SELECTED TEXT =>
++++++++

They were referring to the fact that everything ChatGPT is built on is other peoples work. Beyond the actual building of the model details, there is nothing that ChatGPT owns. All the content they use to train, all of the art they use to train. Everything is stolen/used without permission. Obviously there is more to it than that, because you published it on the internet. But that's a different topic.
All intellectual property is inherently stolen. Just let it go.
I don't see any world where it matters in the slightest. When it comes to how we deal with currently available training data nothing will change, first because of politics but also because people want the LLMs superpower more than they want to protect IP of a few individuals. And I firmly believe that no human training data that has not been produced and publishes today will play any significant role in future AI development.
We are simply too slow.
I'll bet if someone outside of our IP jurisdiction figured out a way to reliably and thoroughly reverse engineer the most complex commercial software from binaries so people could spit out a working, fully-customized copy of a commercial application from a prompt, and the entirety of the software development market would soon collapse, the tenor of this conversation would be very different.
Maybe the people with the very ethically defensible stance that private property is theft would be totally fine with OpenAI knocking down your home to build their new headquarters without compensating you? Imagine the progress! (hint: they probably wouldn't be ok with it)
None of this stuff exists in a vacuum. None of it.
Artists are already starting to completely paywall their content.

++++++++

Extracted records

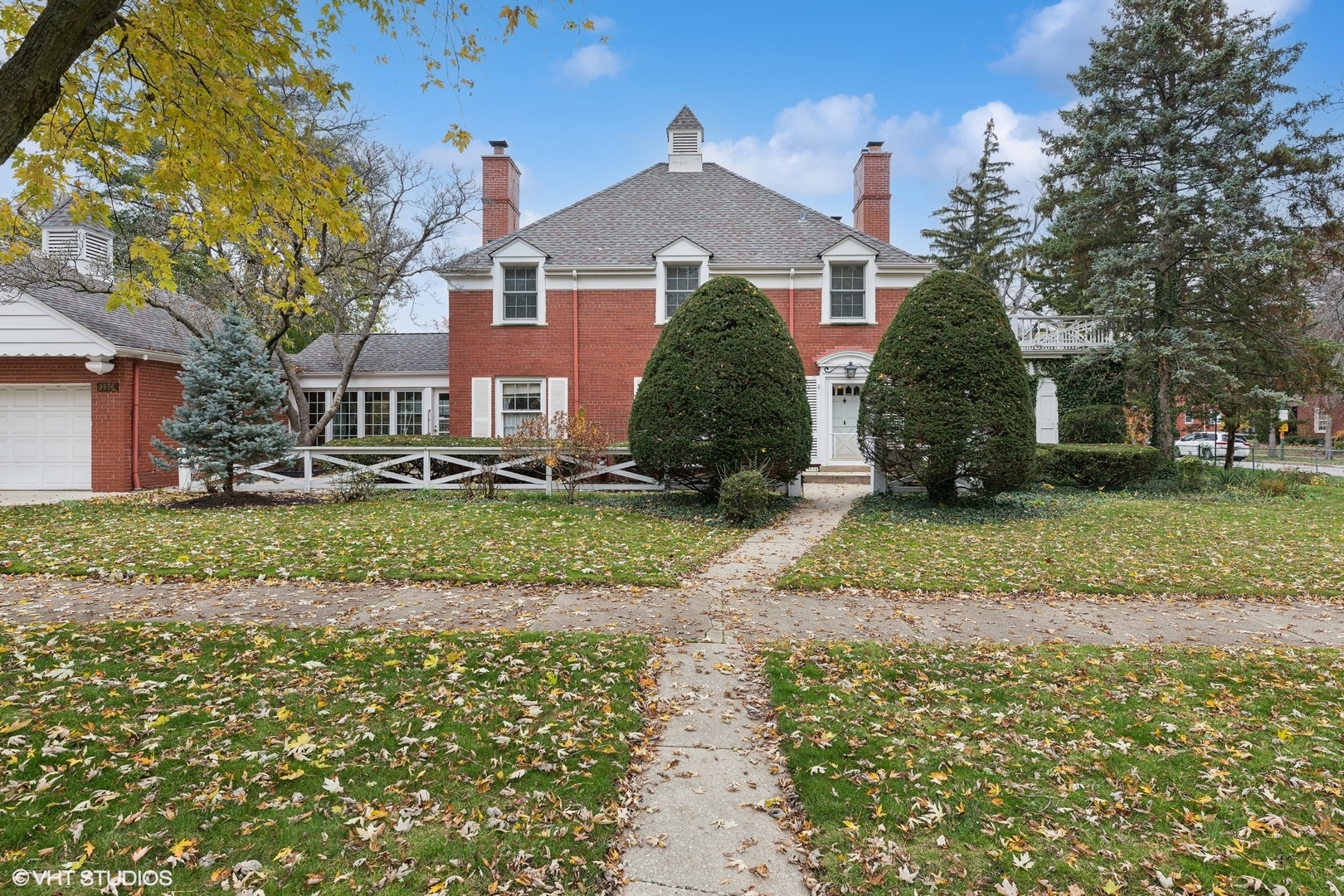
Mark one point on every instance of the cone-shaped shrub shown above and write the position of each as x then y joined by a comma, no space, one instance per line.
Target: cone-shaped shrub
723,390
947,395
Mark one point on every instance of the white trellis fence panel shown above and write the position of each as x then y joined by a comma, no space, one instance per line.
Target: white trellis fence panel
309,468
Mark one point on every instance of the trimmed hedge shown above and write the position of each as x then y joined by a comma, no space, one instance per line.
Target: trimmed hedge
1094,425
723,391
745,496
1098,466
947,395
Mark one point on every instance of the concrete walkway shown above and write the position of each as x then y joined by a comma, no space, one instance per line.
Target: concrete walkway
714,816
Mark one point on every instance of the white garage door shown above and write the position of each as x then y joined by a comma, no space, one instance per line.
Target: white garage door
45,437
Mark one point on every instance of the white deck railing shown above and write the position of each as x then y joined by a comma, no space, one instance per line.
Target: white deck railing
437,468
1059,334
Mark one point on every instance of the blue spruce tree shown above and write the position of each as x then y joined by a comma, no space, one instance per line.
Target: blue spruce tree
231,403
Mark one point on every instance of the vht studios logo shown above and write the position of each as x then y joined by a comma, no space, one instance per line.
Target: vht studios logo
90,878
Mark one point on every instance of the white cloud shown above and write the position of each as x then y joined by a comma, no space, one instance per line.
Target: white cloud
1053,41
815,145
592,62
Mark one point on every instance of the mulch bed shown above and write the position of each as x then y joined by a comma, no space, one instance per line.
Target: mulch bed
242,500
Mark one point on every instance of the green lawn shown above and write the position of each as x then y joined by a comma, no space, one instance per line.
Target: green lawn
1079,770
1085,542
312,761
392,536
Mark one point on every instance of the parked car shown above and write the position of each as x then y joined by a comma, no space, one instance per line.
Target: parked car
1213,445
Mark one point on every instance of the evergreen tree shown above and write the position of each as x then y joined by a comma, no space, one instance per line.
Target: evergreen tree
1186,195
947,395
981,231
233,402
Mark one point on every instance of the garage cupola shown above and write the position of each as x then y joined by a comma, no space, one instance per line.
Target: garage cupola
86,245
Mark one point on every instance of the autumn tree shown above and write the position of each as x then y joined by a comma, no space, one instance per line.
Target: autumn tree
981,232
91,85
1186,193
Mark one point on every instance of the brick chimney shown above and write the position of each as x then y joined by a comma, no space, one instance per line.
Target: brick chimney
499,192
873,192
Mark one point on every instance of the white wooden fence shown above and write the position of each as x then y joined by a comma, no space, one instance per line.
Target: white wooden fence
309,468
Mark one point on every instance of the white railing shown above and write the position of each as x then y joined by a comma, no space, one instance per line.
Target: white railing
309,468
1059,334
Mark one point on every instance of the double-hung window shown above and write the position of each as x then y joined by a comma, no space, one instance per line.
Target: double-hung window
316,407
378,414
520,293
410,412
346,422
847,292
682,280
519,402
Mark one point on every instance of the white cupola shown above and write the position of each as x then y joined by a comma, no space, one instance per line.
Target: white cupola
88,245
686,134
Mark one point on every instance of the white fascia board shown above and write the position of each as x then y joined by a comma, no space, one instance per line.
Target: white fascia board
30,328
433,379
168,358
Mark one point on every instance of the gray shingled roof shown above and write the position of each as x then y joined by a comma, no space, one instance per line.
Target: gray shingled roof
738,221
686,119
61,218
147,328
383,353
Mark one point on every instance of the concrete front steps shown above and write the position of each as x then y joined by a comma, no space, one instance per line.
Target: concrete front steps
839,475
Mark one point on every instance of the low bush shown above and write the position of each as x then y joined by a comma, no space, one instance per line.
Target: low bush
1094,425
1190,475
745,496
1097,466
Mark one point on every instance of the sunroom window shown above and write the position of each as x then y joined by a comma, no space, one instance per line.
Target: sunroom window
520,293
378,414
410,412
519,403
346,421
847,292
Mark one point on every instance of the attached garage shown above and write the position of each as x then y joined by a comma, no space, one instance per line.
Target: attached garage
46,437
84,390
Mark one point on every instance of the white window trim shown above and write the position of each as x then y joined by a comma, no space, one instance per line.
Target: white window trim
682,251
519,254
499,397
851,251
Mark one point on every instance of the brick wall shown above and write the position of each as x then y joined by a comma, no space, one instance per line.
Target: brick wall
616,338
158,394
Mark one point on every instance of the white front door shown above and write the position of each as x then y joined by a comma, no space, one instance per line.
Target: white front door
46,437
845,422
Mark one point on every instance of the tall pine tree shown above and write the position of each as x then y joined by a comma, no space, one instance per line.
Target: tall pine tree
981,231
1186,193
231,407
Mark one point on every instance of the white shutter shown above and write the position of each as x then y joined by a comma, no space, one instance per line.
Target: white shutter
557,395
813,383
481,406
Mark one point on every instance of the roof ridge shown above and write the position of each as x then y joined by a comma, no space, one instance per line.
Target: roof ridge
821,214
561,212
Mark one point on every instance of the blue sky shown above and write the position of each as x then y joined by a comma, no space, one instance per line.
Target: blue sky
788,95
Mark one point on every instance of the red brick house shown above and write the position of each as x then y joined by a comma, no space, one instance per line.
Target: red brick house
565,312
84,390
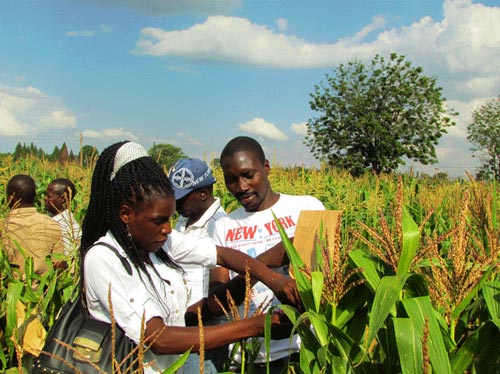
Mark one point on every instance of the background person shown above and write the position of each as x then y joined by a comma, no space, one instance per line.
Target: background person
131,206
58,196
251,228
25,231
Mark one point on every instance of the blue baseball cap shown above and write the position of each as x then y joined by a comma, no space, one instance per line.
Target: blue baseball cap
188,174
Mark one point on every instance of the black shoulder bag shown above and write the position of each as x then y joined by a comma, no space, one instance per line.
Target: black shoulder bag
90,341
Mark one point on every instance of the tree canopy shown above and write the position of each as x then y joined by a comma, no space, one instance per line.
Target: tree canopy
373,117
166,154
484,134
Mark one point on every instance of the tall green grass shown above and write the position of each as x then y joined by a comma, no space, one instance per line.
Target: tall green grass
417,290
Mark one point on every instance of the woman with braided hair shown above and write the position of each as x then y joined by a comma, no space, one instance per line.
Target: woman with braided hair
130,208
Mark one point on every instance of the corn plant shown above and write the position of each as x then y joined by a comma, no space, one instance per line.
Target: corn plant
422,302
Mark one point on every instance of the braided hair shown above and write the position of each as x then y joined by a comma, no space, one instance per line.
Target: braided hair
243,144
141,180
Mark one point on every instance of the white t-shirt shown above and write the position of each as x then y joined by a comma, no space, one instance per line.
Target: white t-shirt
133,295
254,233
197,277
70,229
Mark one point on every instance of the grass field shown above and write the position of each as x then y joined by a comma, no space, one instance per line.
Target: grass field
412,285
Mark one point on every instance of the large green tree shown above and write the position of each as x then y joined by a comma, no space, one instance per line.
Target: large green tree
166,154
484,134
88,155
373,117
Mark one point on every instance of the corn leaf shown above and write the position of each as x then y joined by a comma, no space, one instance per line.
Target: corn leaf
317,284
491,294
303,282
481,349
409,346
13,296
363,261
455,314
420,310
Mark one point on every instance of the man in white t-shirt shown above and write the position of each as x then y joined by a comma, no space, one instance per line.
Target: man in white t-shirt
193,180
252,229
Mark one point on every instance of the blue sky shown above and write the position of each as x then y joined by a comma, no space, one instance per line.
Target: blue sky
197,73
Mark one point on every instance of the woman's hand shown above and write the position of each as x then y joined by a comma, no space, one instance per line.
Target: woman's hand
285,289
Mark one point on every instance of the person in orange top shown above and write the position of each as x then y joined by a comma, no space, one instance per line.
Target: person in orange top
26,232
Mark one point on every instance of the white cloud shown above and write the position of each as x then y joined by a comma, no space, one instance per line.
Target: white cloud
466,42
377,23
166,7
59,119
10,126
103,29
259,126
299,128
29,112
80,33
186,138
282,24
112,134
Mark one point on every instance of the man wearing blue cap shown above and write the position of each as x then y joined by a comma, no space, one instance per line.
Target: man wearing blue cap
193,182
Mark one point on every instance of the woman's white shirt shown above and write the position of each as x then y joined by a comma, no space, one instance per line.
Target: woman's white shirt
133,296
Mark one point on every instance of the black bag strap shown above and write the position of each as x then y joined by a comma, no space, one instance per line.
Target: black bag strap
124,261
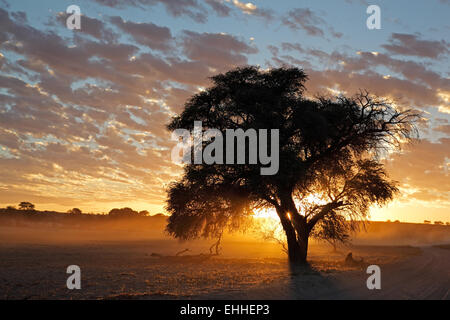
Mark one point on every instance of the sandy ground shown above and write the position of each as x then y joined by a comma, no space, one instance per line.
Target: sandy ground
128,271
425,276
117,263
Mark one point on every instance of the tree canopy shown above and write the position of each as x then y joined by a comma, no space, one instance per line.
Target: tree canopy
329,147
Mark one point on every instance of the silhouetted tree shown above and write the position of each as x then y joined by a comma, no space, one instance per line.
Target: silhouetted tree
338,139
24,205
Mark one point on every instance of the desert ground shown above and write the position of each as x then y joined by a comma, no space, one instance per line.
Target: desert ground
116,262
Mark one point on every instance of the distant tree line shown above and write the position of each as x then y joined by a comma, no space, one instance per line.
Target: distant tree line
28,207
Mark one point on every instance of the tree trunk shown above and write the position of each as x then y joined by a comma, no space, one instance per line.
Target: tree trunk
297,239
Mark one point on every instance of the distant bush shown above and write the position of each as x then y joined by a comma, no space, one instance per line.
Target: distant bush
74,211
127,212
24,205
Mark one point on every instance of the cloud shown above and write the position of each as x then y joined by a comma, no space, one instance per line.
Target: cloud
215,49
148,34
307,20
251,9
411,45
423,168
176,8
219,7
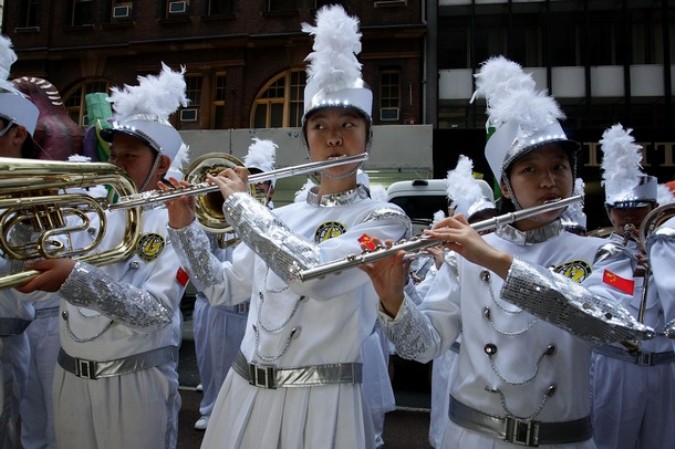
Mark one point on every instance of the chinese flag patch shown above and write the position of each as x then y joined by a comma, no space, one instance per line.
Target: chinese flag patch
182,277
625,285
367,241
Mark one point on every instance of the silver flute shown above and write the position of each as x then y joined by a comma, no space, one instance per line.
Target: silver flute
156,197
417,244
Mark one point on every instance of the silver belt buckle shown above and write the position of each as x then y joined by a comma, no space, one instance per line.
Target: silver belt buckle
86,368
262,376
645,359
242,308
522,432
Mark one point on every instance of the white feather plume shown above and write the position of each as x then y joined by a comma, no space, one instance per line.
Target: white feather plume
664,195
621,161
461,185
379,193
155,95
7,58
262,154
301,195
511,94
337,41
498,75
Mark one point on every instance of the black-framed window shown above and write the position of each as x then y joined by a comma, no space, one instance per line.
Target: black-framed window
83,12
219,7
282,5
29,14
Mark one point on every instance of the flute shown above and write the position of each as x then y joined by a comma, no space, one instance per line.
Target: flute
417,244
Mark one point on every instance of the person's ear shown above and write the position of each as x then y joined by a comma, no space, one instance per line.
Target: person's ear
506,193
164,164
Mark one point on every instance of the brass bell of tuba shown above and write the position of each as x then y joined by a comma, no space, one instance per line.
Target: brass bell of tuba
43,196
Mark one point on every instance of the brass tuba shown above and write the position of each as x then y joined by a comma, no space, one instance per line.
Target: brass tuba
41,195
651,223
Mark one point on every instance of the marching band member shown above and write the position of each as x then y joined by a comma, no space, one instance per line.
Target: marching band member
297,380
520,379
474,200
58,136
220,329
117,383
632,390
18,119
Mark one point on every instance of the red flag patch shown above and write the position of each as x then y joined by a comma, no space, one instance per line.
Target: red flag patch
367,241
625,285
182,277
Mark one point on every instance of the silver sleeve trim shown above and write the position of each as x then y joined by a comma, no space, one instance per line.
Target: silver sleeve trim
570,306
410,332
285,252
611,251
90,287
194,249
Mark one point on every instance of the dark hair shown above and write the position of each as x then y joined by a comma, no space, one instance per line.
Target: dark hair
29,150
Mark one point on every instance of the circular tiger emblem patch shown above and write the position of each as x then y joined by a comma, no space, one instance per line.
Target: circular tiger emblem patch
150,246
576,270
328,230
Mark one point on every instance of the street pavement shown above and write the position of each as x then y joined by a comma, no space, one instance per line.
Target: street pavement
405,428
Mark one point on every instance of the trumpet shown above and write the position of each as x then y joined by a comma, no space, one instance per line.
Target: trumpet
156,197
417,244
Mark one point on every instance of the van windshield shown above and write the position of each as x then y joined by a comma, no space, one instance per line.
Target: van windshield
421,208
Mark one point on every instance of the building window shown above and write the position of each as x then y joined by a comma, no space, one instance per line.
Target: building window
219,7
83,12
28,14
280,103
218,104
121,10
390,96
318,4
281,5
194,89
563,39
455,45
74,100
177,8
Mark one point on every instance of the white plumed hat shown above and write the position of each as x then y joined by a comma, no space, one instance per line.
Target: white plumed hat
523,118
261,156
143,111
626,185
334,73
468,194
14,106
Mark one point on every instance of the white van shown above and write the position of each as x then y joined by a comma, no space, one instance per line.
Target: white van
420,199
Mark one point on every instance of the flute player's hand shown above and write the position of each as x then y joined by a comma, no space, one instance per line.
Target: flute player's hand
389,276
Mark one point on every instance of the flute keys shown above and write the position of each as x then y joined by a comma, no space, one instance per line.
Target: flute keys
485,276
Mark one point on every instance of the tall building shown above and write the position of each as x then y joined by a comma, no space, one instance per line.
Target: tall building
605,61
244,58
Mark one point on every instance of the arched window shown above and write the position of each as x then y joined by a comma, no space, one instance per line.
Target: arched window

++++++++

PROMPT => Continue the forum thread about AI training data and intellectual property, picking up after its last post.

WRITTEN RESPONSE =>
How far do we let AI scraping and incorporation go? Just say "fuck it" until there's nothing left to scrape other than content also made by AI?
>Just say 'fuck it' until there's nothing left to scrape other than content also made by AI?
Sounds good to me! There will always be people making free art, and AI will make this much easier.
The thing that I think people are missing is that AI-generated content CAN be used to improve AI models. There is no requirement that the input data is created without AI.
Furthermore, AI-generated content on the internet is not random; it is curated content. Generally speaking people don't post every image they generate with Stable Diffusion, they only post the best images. If you consider engagement metrics and user feedback (upvotes etc), they can be a valuable and useful part of a training set.
I fear our views on this issue are wholly incompatible.
Strangly enough, it's only interested in promoting permissionless innovation when it stands to profit. It plunders the commons, and gives nothing unencumbered back.
ChatGPT-4 is built on real peoples time.
I am all for training AIs, but at least exhibit some self-consistency in your arguments!
Your argument is a reductio ad absurdum to "everything is made of atoms and no one ones atoms, ergo no one owns anything."
My concerns mostly lie with the fact it's owned largely by $MSFT rather than a more "open source" contributing to society entity. But again that's a much different topic.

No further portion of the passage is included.